YOUR TASK: In your copy, repeat the records exactly and leave out the pictures.

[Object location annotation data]
================================
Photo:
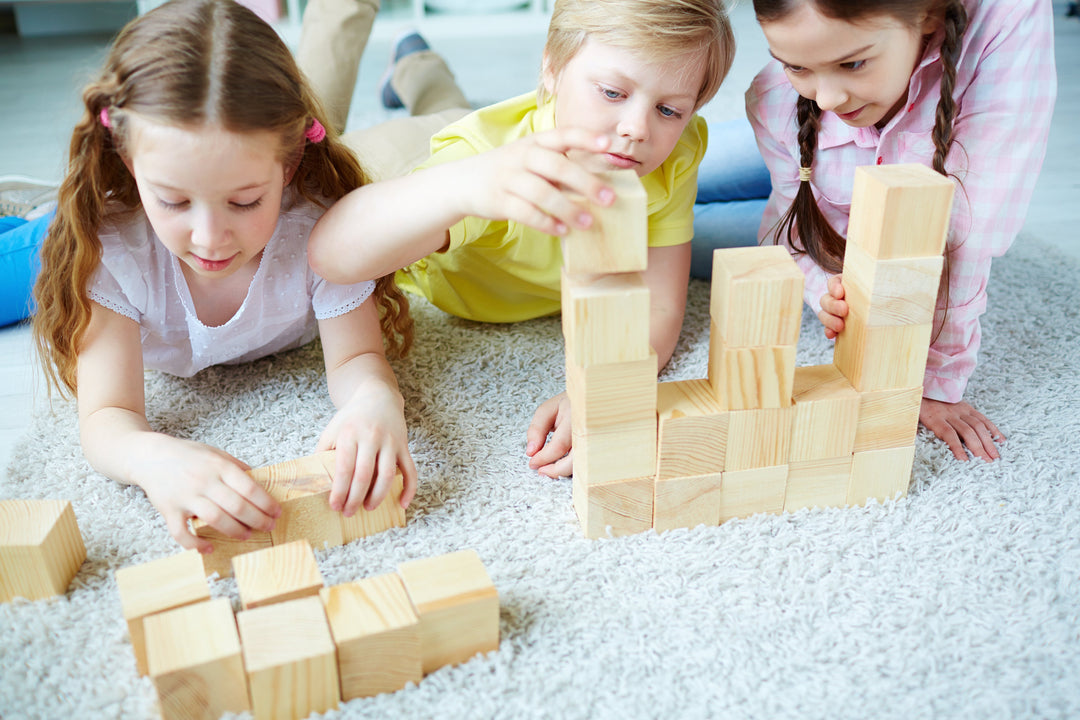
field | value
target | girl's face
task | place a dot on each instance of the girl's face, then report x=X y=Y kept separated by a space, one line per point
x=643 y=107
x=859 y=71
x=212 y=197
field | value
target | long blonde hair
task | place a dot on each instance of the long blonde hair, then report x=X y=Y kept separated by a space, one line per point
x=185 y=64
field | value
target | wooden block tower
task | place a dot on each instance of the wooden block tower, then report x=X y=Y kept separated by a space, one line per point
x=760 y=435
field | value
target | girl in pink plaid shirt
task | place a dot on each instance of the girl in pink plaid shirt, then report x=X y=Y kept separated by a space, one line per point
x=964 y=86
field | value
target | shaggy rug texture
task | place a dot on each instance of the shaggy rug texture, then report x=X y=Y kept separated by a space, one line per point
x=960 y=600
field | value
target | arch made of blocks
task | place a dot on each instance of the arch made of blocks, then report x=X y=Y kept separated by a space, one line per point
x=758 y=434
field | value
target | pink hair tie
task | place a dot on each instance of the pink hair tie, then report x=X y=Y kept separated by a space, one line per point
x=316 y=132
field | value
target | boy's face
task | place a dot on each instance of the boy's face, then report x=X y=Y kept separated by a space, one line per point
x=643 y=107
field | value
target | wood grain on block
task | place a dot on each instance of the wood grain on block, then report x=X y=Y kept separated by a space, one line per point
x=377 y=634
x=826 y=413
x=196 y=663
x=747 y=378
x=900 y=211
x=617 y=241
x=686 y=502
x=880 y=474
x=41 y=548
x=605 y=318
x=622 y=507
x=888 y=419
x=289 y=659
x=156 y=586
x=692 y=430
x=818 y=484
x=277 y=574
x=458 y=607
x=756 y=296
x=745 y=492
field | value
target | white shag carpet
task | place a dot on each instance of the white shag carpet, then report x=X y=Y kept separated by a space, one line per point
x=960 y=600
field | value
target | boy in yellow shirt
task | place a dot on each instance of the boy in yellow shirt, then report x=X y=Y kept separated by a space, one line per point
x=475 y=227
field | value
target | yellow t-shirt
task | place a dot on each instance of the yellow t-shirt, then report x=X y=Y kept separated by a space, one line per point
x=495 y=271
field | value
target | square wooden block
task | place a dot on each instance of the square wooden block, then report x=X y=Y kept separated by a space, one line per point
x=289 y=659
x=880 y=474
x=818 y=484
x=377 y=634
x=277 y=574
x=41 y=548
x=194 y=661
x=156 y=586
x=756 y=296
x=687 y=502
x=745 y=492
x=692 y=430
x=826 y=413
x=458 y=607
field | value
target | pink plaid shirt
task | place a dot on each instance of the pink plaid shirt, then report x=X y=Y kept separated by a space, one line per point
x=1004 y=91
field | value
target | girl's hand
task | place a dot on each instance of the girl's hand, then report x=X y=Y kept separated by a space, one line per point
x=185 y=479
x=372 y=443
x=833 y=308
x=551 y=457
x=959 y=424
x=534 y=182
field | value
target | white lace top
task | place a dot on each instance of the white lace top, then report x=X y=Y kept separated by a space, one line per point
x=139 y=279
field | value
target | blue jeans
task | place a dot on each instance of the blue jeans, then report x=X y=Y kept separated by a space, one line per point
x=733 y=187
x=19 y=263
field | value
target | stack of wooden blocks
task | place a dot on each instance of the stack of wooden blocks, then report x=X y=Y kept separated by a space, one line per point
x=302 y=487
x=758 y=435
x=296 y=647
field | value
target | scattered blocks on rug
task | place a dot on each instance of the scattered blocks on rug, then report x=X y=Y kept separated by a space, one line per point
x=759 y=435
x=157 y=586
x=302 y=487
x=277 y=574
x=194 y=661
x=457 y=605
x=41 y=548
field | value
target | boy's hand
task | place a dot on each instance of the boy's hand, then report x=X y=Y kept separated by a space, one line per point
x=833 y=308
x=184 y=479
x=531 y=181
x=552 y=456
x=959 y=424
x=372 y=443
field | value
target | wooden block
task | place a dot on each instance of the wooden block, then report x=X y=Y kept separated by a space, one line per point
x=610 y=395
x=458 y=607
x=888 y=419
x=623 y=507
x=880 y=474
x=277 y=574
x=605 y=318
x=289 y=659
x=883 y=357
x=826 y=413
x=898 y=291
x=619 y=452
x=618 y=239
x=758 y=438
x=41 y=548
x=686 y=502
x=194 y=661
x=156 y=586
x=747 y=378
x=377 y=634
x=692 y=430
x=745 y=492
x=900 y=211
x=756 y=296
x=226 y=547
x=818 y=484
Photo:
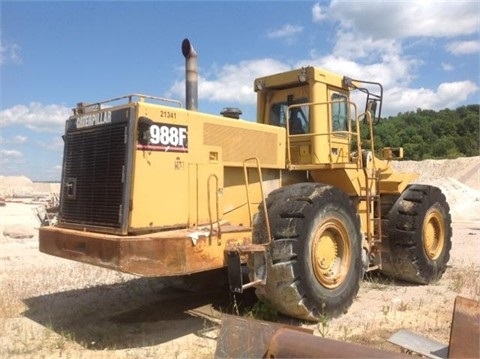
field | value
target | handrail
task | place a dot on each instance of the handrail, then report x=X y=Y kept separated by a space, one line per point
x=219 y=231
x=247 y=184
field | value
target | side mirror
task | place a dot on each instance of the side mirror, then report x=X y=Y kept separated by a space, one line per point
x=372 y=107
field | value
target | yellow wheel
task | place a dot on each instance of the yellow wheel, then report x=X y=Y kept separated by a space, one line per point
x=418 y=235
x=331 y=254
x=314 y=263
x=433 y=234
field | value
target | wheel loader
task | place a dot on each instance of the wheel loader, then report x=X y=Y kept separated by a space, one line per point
================================
RESULT BELOW:
Photo:
field | value
target | girl's face
task | place a dot on each instance of the girl's face, then report x=X y=Y kept separated by a space, one line per point
x=643 y=107
x=859 y=71
x=212 y=197
field | value
target | long blonde hair
task | place a dot on each instance of the long blonde hair, then report x=X y=Y kept separated by a space, one line per point
x=185 y=64
field | value
target | wooden block tower
task | place a dot on each instance of the wooden block tower, then report x=X y=Y kept separated by a space, one line per point
x=760 y=435
field | value
target | girl in pink plaid shirt
task | place a dot on each instance of the girl in pink plaid shirt, then report x=X y=Y kept separated by a space, one line per point
x=964 y=86
field | value
target | shaggy rug texture
task | place a dot on each instance of the shaggy rug texture, then report x=X y=Y kept separated by a space, one line per point
x=960 y=600
field | value
target | arch made of blocks
task | place a dot on each instance of the arch made of blocks, then report x=X y=Y kept separated by a space, one line per point
x=758 y=434
field | value
target | pink hair tie
task | place a dot on each instance of the pink hair tie, then report x=X y=Y kept separated by a space, one line per point
x=316 y=132
field | value
target | boy's face
task | place a dot on each instance of the boy's face, then report x=X y=Y kept separated by a space, one line per point
x=643 y=107
field | value
target | wood grain on block
task | place a dot on each instance of the wood grain on block, then report x=X y=Y kept separated by a space, one line per point
x=377 y=634
x=826 y=413
x=196 y=663
x=747 y=378
x=900 y=211
x=617 y=241
x=686 y=502
x=880 y=474
x=41 y=548
x=605 y=318
x=622 y=507
x=888 y=419
x=289 y=659
x=156 y=586
x=692 y=430
x=818 y=484
x=277 y=574
x=458 y=607
x=756 y=296
x=745 y=492
field | value
target | white shag carpet
task | place a dot on each instance of the white shag carpet, then report x=X y=Y kept separated by a space, one line per point
x=960 y=600
field | value
target | boy in yellow shirt
task | place a dot on each instance of the boy in yellow shirt, then report x=X y=Y kept separated by a space, one line per point
x=475 y=227
field | value
target | yellow t-shirt
task | place a dot on each instance of the yellow t-shirt, then report x=X y=Y kept separated by a space, one line per point
x=495 y=271
field | value
target | square wooden block
task | place a dot on each instance of the square wooden block, then report x=X y=Y kept separated by a space, one line per point
x=289 y=659
x=880 y=474
x=818 y=484
x=377 y=634
x=277 y=574
x=41 y=548
x=194 y=661
x=156 y=586
x=756 y=296
x=687 y=502
x=745 y=492
x=692 y=430
x=826 y=413
x=458 y=607
field | value
target | pink plaid shirt
task | place a dot on each instance of the pink plaid shirt, then report x=X y=Y kept separated by a space, one line per point
x=1004 y=91
field | value
target | girl's hand
task | place a dot on each instance of the girl's hand, then report x=X y=Y kept separated by a space, one line per point
x=185 y=479
x=372 y=443
x=833 y=308
x=551 y=457
x=959 y=424
x=534 y=182
field | value
target | white lace top
task | place a dot on each instance of the white lace top, then report x=X y=Y kept separated by a space, one line per point
x=139 y=279
field | value
target | blue jeans
task | place a dot on each instance of the blue jeans, then report x=X y=Y kept separated by a space, one line per point
x=733 y=187
x=19 y=263
field | value
target | stack of wooden blocks
task | place a dot on each instance of the stack of wooden blocks, then report x=X y=Y kept separated by a space, one line per point
x=302 y=487
x=758 y=435
x=296 y=647
field | value
target | scattered blocks on rug
task | place a dot on each instance of the scattered blocks on rug, then report x=X y=Y kept separated by a space, one line per point
x=759 y=435
x=157 y=586
x=302 y=487
x=277 y=574
x=194 y=661
x=457 y=605
x=41 y=548
field | value
target | boy's hand
task | place a dot on each instance of the boy's hand, then report x=X y=Y kept separated by a space, one line per point
x=833 y=308
x=184 y=479
x=531 y=181
x=552 y=456
x=959 y=424
x=372 y=443
field | value
target | wooden block
task | place a dot on each instance of the wooden block, then report x=X y=Y kept separated by a space, one line per point
x=610 y=395
x=458 y=607
x=888 y=419
x=623 y=507
x=880 y=474
x=277 y=574
x=605 y=318
x=289 y=659
x=883 y=357
x=826 y=413
x=898 y=291
x=619 y=452
x=618 y=239
x=758 y=438
x=41 y=548
x=686 y=502
x=194 y=661
x=156 y=586
x=747 y=378
x=377 y=634
x=692 y=430
x=745 y=492
x=900 y=211
x=756 y=296
x=226 y=547
x=818 y=484
Photo:
field | value
target | handrail
task | place a dot on each instance of the handrail, then report x=X y=Y kept separated by a space, one line per point
x=219 y=231
x=247 y=184
field | value
target | side mirror
task | place a dot on each instance of the side mirror, then report x=X y=Y kept separated by a space, one line per point
x=372 y=107
field | value
target | yellow wheel
task | place a dot on each instance of the yellow wheel, then report x=X y=Y kept separated by a space, one line per point
x=418 y=235
x=331 y=254
x=314 y=263
x=433 y=234
field | value
target | wheel loader
task | place a dot on each instance of the wheel loader, then report x=X y=Y kept separated by a space, one line per point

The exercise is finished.